**Exercise inputs:**
..............................
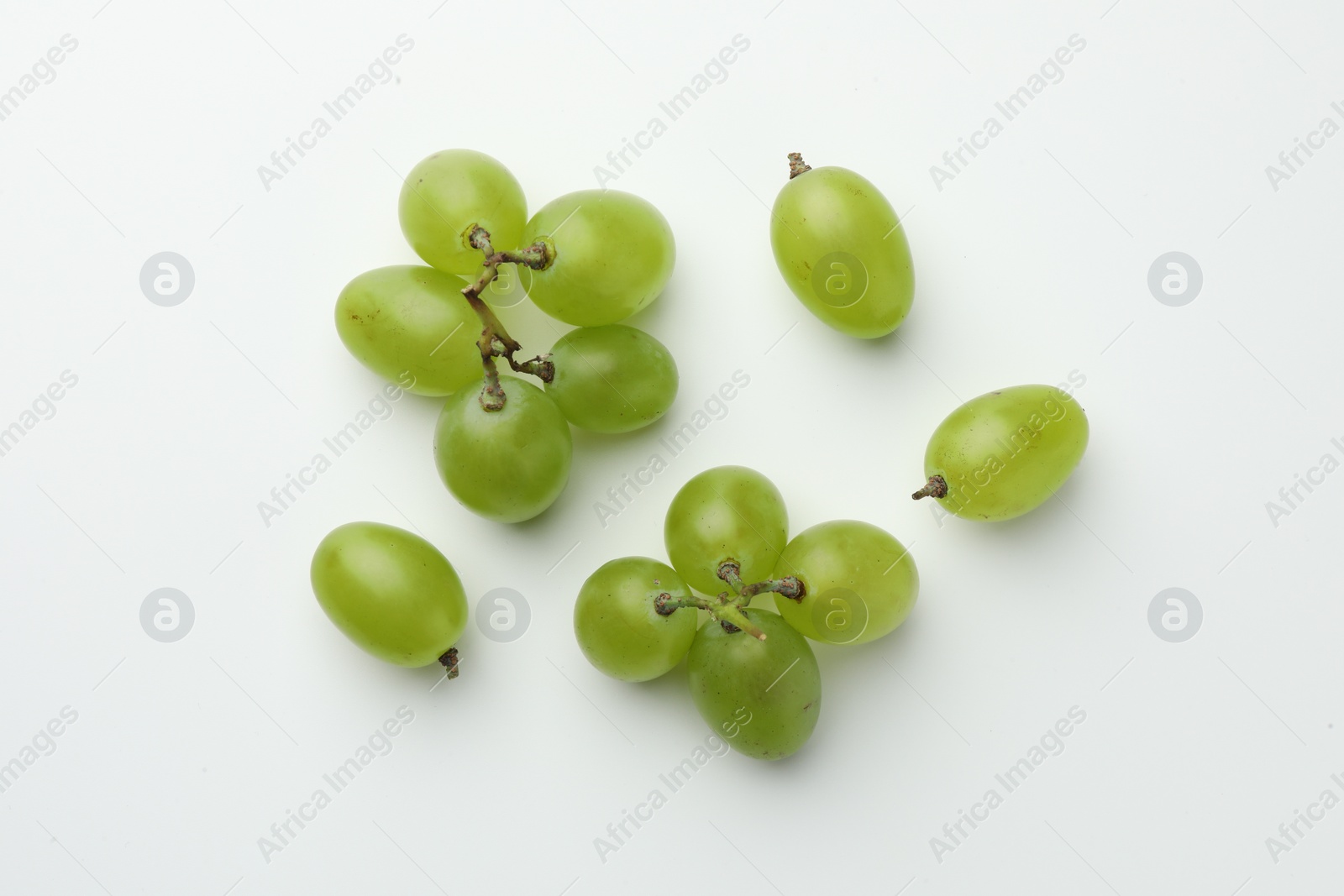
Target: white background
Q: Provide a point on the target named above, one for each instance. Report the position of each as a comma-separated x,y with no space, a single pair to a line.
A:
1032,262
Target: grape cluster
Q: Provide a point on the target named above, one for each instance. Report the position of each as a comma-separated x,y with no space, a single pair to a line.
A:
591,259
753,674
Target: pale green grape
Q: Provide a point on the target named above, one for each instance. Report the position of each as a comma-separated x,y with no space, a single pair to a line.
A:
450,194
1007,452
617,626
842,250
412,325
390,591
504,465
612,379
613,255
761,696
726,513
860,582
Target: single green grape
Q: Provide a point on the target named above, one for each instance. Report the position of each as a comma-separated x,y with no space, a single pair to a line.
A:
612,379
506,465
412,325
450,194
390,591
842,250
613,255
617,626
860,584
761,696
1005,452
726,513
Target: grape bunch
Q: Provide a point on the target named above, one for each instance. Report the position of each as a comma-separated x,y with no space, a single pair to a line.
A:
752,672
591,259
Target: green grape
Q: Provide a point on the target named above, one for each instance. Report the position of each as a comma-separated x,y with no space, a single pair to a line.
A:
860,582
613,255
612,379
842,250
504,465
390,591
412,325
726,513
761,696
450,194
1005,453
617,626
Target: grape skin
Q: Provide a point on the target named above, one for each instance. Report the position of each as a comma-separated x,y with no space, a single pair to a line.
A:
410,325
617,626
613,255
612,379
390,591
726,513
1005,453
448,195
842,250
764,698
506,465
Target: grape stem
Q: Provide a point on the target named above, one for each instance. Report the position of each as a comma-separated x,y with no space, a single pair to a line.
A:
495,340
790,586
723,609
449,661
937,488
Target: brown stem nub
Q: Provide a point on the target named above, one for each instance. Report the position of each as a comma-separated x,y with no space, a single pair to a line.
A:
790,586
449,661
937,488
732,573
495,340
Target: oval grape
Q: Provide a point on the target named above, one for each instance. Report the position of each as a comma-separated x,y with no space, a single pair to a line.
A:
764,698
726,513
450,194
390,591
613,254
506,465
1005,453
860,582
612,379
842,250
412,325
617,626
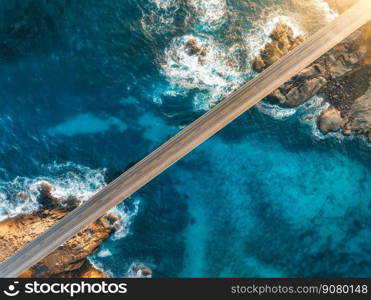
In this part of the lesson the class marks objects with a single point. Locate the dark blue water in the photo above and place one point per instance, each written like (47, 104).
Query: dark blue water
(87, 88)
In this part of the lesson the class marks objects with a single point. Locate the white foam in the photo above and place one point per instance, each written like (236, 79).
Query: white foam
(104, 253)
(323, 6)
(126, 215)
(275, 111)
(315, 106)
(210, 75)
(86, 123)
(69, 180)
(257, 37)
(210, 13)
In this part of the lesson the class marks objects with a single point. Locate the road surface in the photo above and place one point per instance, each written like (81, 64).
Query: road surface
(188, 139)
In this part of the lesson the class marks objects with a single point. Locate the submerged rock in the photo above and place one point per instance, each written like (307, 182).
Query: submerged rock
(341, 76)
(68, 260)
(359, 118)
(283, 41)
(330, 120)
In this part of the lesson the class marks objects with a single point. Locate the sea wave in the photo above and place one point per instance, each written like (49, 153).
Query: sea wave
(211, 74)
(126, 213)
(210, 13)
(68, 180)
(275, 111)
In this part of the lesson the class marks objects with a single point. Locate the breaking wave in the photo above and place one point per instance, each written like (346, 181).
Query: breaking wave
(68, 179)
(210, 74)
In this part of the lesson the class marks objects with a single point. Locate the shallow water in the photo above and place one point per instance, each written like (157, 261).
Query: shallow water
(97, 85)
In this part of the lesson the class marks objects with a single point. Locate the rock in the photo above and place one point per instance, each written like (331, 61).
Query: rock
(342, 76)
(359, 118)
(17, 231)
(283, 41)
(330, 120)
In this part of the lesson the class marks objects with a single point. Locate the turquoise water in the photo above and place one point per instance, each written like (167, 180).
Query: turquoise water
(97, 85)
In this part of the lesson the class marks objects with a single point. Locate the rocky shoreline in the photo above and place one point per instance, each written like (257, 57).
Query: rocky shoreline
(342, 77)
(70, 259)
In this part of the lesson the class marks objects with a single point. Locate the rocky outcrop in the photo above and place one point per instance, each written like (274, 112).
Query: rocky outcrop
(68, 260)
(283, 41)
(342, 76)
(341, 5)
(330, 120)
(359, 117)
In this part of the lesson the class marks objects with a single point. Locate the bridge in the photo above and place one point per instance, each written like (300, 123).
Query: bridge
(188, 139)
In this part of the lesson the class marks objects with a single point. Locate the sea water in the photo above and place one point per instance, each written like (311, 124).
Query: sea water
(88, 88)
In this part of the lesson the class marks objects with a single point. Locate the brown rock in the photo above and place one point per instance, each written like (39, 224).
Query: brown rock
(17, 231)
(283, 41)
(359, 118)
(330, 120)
..............................
**Exercise aim:**
Please write out all the entries above exactly, but leave out the pictures.

**Written solution:**
Target: white background
Q: Provide a point on the target named above, one for each instance. Report the position of each as a comma-separated x,y with no space, a single pair to a line.
A:
1032,262
Target: grape cluster
Q: Provide a point on the target named above, one for each instance. Report the position of each as a comma-separated x,y with no space, a single pair to a line.
A:
591,259
753,674
Target: pale green grape
Q: Provide a point on the target named above, one for each instance. Report the position of each as a comma-separated x,y with no space, a single pair to a line.
A:
450,194
1007,452
617,626
842,250
412,325
390,591
504,465
612,379
613,255
761,696
726,513
860,582
Target: single green grape
Q: Provide a point on the target named above, one for each instance. Report the position of each as a comma-separated x,y with no space, a single pair to a line.
A:
612,379
506,465
412,325
450,194
390,591
842,250
613,255
617,626
860,584
761,696
1005,452
726,513
Target: grape bunch
Q: Provide a point on the target named above, one for each instance. Report the position of each as a comma-separated x,y with no space, a single pair to a line.
A:
752,672
591,259
Target: green grape
Q: Provide a point on the target named above, one for each instance. Report the position of each as a comma-separated x,y with no space, a single pair to a line.
A:
860,582
613,255
612,379
842,250
504,465
390,591
412,325
726,513
761,696
450,194
1005,453
617,626
Target: grape skin
Q: Provide a point on the target named above, one for each instance. Report the position of each as a comma-separated x,y with no space, a single pair to a line.
A:
410,325
617,626
613,255
612,379
390,591
726,513
1005,453
448,195
842,250
764,698
506,465
Target: grape stem
Q: Provide a point on the target named above, one for each instance. Report the position of each as a comma-separated x,y with no space, a single pair to a line.
A:
495,340
790,586
723,609
449,661
937,488
Target: brown stem nub
Q: Provide a point on the target named above, one for each instance. Report the position of each as a comma-separated x,y with no space, a single pair to a line.
A:
790,586
449,661
937,488
732,573
495,340
Target: oval grape
Q: Provide a point on the target named above, one for each instance. Report the position of each as a comma-separated x,y with no space, a single pair to a line.
A:
764,698
726,513
450,194
390,591
613,254
506,465
1005,453
860,582
612,379
842,250
412,325
617,626
In this part of the lesson the class marks objects with a single point. Locate the dark blue water in the photo above and place one point per instance, each written like (47, 104).
Query: dark blue water
(87, 88)
In this part of the lesson the class marks objects with a single point. Locate the white foam in the photo above and place one point per instance, each written like (236, 79).
Query: white foam
(104, 253)
(323, 6)
(126, 215)
(275, 111)
(315, 106)
(210, 75)
(86, 123)
(69, 180)
(257, 37)
(210, 13)
In this part of the lesson the class marks objects with a single point. Locate the road surface in the photo above and place one point per instance, each written like (81, 64).
Query: road surface
(188, 139)
In this part of the lesson the class marks objects with a single point. Locate the submerged rock in the photo above and place one point per instance, each written like (307, 182).
Query: submerged rock
(341, 76)
(68, 260)
(359, 118)
(283, 41)
(330, 120)
In this part of the lesson the class marks objects with a single point. Locate the sea wave in the photo above and place one point per instance, each written like (49, 153).
Query: sea wave
(211, 74)
(126, 213)
(210, 13)
(68, 180)
(275, 111)
In this part of the lesson the class marks objects with a single point. Locate the breaking wave in the photo above and place one point per instance, each written like (346, 181).
Query: breaking wave
(68, 179)
(210, 74)
In this part of the lesson the class marks objects with a single point. Locate the shallow water in the photo above and place one point per instance, each written like (157, 261).
Query: shallow water
(97, 85)
In this part of the lesson the class marks objects with a single point. Locate the rock in the photo above and place one point per instance, each written like (331, 61).
Query: rock
(342, 76)
(359, 118)
(17, 231)
(283, 41)
(330, 120)
In this part of the lesson the class marks objects with a single point. Locate the turquoise water in the photo above and place one point per instance, each written like (167, 180).
Query: turquoise water
(97, 85)
In this part of the lesson the class marks objects with a single point. Locate the rocky shoreline in the photo above and place one point per instance, each written like (257, 57).
Query: rocky shoreline
(342, 77)
(70, 259)
In this part of the lesson the class marks objects with a single point. Locate the rocky outcrop in the photo above and place one point per instance, each written like (274, 112).
Query: rocky outcrop
(68, 260)
(283, 41)
(342, 76)
(341, 5)
(330, 120)
(359, 117)
In this part of the lesson the class marks objects with a single point. Locate the bridge in the photo above and place one point per instance, each written like (300, 123).
Query: bridge
(188, 139)
In this part of the lesson the class marks objects with a single point. Locate the sea water in the photo above and place one point per instance, each written like (311, 124).
Query: sea water
(88, 88)
In this part of the lesson the class marks objects with a single point. Locate the brown rock in the photo above and place one point per instance, each written like (39, 224).
Query: brown rock
(17, 231)
(283, 41)
(359, 118)
(330, 120)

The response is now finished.